■ INSTRUCTIONS TO FOLLOW ■
If a record contains a picture, skip the picture and transcribe the rest exactly.

■ EXCERPTED DATA ■

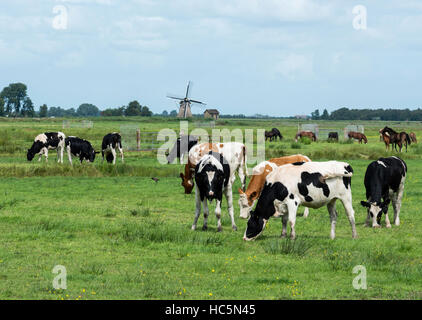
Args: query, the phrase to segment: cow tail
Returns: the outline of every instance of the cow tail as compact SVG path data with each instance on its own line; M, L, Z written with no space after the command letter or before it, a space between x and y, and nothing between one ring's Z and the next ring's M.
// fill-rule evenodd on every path
M243 171L245 172L246 177L249 177L248 166L246 165L246 163L247 163L246 146L242 147L242 157L243 157Z

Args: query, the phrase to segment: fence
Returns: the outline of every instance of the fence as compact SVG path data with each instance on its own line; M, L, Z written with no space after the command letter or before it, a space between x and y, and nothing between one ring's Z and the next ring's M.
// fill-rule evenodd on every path
M127 151L154 151L162 144L157 140L158 132L141 131L137 126L121 126L120 135Z
M306 124L301 124L298 125L298 132L300 131L311 131L315 134L315 136L317 137L317 139L319 139L319 127L317 124L312 124L312 123L306 123ZM328 136L328 134L327 134Z

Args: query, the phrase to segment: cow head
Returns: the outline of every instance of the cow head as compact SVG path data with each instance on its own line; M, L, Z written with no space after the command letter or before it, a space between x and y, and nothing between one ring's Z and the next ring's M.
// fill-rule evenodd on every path
M180 173L180 178L182 178L182 186L185 188L185 194L191 194L195 186L192 177L188 178L183 173Z
M240 217L242 219L248 219L252 210L255 201L253 200L256 197L256 191L252 192L249 196L239 188L239 207L240 207Z
M361 201L360 204L367 208L368 215L372 218L372 227L379 227L381 222L381 216L383 213L388 212L388 205L390 204L390 199L387 199L384 202L368 202Z
M220 158L220 159L218 159ZM195 181L201 200L220 200L223 189L230 178L230 168L220 154L212 153L204 156L195 167Z
M264 231L267 221L268 220L264 219L262 216L258 216L255 211L252 211L246 226L245 234L243 235L243 240L255 240L262 231Z
M41 141L35 141L32 144L31 149L28 149L28 152L26 153L26 158L28 159L28 161L32 161L32 159L34 159L35 155L37 153L40 153L43 146L44 146L44 144Z
M90 152L89 152L89 158L88 158L88 161L89 162L94 162L94 160L95 160L95 155L96 154L98 154L98 153L100 153L99 151L95 151L93 148L91 148L91 150L90 150Z

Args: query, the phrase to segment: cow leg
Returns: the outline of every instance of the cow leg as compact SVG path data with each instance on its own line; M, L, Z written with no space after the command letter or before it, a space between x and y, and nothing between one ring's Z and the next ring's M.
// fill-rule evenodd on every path
M196 224L201 214L201 197L197 186L195 186L195 206L195 218L193 219L192 230L196 230Z
M303 211L303 218L306 219L308 217L308 215L309 215L309 208L305 207L305 211Z
M346 211L347 218L349 219L350 226L352 227L352 238L356 239L358 235L356 233L355 211L352 206L352 194L350 193L346 199L341 199L341 202L343 203L344 210Z
M404 183L400 183L399 190L393 196L393 209L394 209L394 224L396 226L400 225L400 209L401 209L401 199L403 198Z
M289 220L289 214L286 212L281 216L281 222L283 227L281 229L281 237L285 238L287 236L287 221Z
M113 155L113 164L116 164L116 149L111 148L111 154Z
M234 221L234 209L233 209L233 192L231 185L228 185L224 190L224 194L227 199L227 209L229 211L230 219L232 221L232 229L237 231L236 222Z
M336 238L336 224L337 224L337 210L336 210L336 199L332 200L327 204L328 213L330 214L331 232L330 238L334 240Z
M221 226L221 201L217 200L217 204L215 206L215 217L217 218L217 230L218 232L223 231L223 227Z
M204 207L204 225L202 226L202 230L208 229L208 216L209 216L209 209L208 209L208 200L204 198L202 201L202 206Z
M369 222L371 221L371 215L369 213L369 209L367 210L366 220L365 220L365 227L369 227Z
M123 148L119 147L120 156L122 157L122 162L125 162L124 156L123 156Z
M41 158L42 158L42 151L38 154L38 162L40 162L41 161Z
M48 149L44 148L45 162L48 162Z
M103 162L104 162L104 150L101 150L101 156L103 157Z
M297 213L297 205L289 201L287 203L287 210L289 211L289 223L290 223L290 239L296 239L296 231L295 231L295 224L296 224L296 213Z
M72 166L73 163L72 163L72 155L71 155L71 152L70 152L70 147L67 146L66 150L67 150L67 158L69 159L70 165Z
M63 163L63 146L60 147L60 163Z

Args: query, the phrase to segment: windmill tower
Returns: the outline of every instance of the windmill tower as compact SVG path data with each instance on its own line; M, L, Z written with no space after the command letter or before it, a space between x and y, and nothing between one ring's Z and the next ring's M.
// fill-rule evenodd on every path
M179 100L179 104L180 104L180 108L179 108L179 113L177 115L178 118L192 118L192 111L191 111L191 103L198 103L198 104L202 104L205 105L205 103L201 102L201 101L197 101L197 100L192 100L189 98L189 90L191 87L191 82L188 82L188 87L186 89L186 96L184 98L179 98L179 97L175 97L175 96L167 96L167 98L170 99L175 99L175 100Z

■ RESPONSE TO THE EXERCISE ■
Args: query, the phrase to segment: cow tail
Returns: the outline of every instance of the cow tail as compact SVG path data with each instance on its own line; M, L, Z written with no space after the command letter or before it, a space between x and y, and nothing between one ring's Z and the next ring's M.
// fill-rule evenodd on every path
M243 171L245 172L246 177L249 177L248 166L246 165L246 163L247 163L246 146L242 147L242 157L243 157Z

Args: query, the phrase to segment: fence
Returns: the outline of every instance of the fence as compact SVG path data with each instance on its own line; M, L, Z written with no space after the command letter or before it, a space between x and y, and nothing between one ring's Z and the next ring's M.
// fill-rule evenodd on every path
M127 151L154 151L162 144L157 140L158 132L141 131L137 126L121 126L120 135Z
M306 124L301 124L298 125L298 132L300 131L311 131L315 134L315 136L317 137L317 139L319 139L319 127L317 124L312 124L312 123L306 123ZM328 136L328 134L327 134Z

Args: query, the phrase to segment: cow head
Returns: the outline of every instance of the cow head as compact SVG path data with each instance on its own line; M, L, Z written with no space after the command letter or before it, a space between x and y, and nothing between one ring's Z and the next ring's M.
// fill-rule evenodd on every path
M180 173L180 178L182 178L182 186L185 188L185 194L191 194L195 186L192 177L188 178L183 173Z
M240 217L242 219L248 219L252 210L255 201L253 200L256 197L256 191L252 192L249 196L239 188L239 207L240 207Z
M361 201L360 204L367 208L368 215L372 218L372 227L379 227L381 222L381 216L383 213L388 212L388 205L390 204L390 199L387 199L384 202L368 202Z
M220 158L220 159L218 159ZM195 181L201 200L220 200L223 189L230 178L230 168L220 154L212 153L204 156L195 167Z
M264 231L267 221L268 220L264 219L262 216L258 216L255 211L252 211L246 226L245 234L243 235L243 240L255 240L262 231Z
M41 141L35 141L32 144L31 149L28 149L28 152L26 153L26 158L28 159L28 161L32 161L32 159L34 159L35 155L37 153L40 153L43 146L44 146L44 144Z
M90 152L89 152L89 158L88 158L88 161L89 162L94 162L94 160L95 160L95 155L96 154L98 154L98 153L100 153L99 151L95 151L93 148L91 148L91 150L90 150Z

Args: query, the phrase to segment: cow leg
Returns: the outline of every instance of the cow leg as compact SVG path data with each instance on its own line; M, L, Z written with no space after the command letter or before it, a space between x and y, and nothing between one ring's Z and the next ring's M.
// fill-rule evenodd on every path
M196 224L201 214L201 197L197 186L195 186L195 206L195 218L193 219L192 230L196 230Z
M303 211L303 218L306 219L308 217L308 215L309 215L309 208L305 207L305 211Z
M346 211L347 218L349 219L350 226L352 227L352 238L356 239L358 235L356 233L355 211L352 206L352 194L350 193L346 199L341 199L341 202L343 203L344 210Z
M404 183L400 183L399 190L393 196L393 209L394 209L394 224L396 226L400 225L400 209L401 209L401 199L403 198Z
M289 220L289 214L286 212L281 216L281 222L283 227L281 229L281 237L285 238L287 236L287 221Z
M113 155L113 164L116 164L116 149L111 148L111 154Z
M234 221L234 209L233 209L233 192L231 185L228 185L224 190L224 194L227 199L227 209L229 211L230 219L232 221L232 229L237 231L236 222Z
M336 238L336 224L337 224L337 210L336 210L336 199L332 200L327 204L328 213L330 214L331 232L330 238L334 240Z
M221 226L221 201L217 200L217 204L215 206L215 217L217 218L217 230L218 232L223 231L223 227Z
M204 207L204 225L202 226L202 230L208 229L208 216L209 216L209 209L208 209L208 200L204 198L202 201L202 206Z
M369 222L371 221L371 215L369 213L369 209L367 210L366 220L365 220L365 227L369 227Z
M123 148L119 147L120 156L122 157L122 162L125 162L124 156L123 156Z
M41 158L42 158L42 151L38 154L38 162L40 162L41 161Z
M48 149L44 148L45 162L48 162Z
M103 162L104 162L104 150L101 150L101 156L103 157Z
M297 213L297 205L289 201L287 203L287 210L289 211L289 223L290 223L290 239L296 239L296 231L295 231L295 224L296 224L296 213Z
M72 166L73 163L72 163L72 155L71 155L71 152L70 152L70 147L67 146L66 150L67 150L67 158L69 159L70 165Z
M63 163L63 146L60 147L60 163Z

Args: query, the phrase to segment: windmill tower
Returns: the outline of every instance of the windmill tower as compact SVG path data with each instance on its own line; M, L, Z written with no space after the command letter or before it, a space between x and y, and nothing between one ring's Z and the next ring's M.
// fill-rule evenodd on every path
M179 100L179 104L180 104L180 108L179 108L179 113L177 115L178 118L192 118L192 111L191 111L191 103L198 103L198 104L202 104L205 105L205 103L201 102L201 101L197 101L197 100L192 100L189 98L189 90L191 87L191 82L188 82L188 87L186 89L186 96L184 98L179 98L179 97L175 97L175 96L167 96L167 98L170 99L175 99L175 100Z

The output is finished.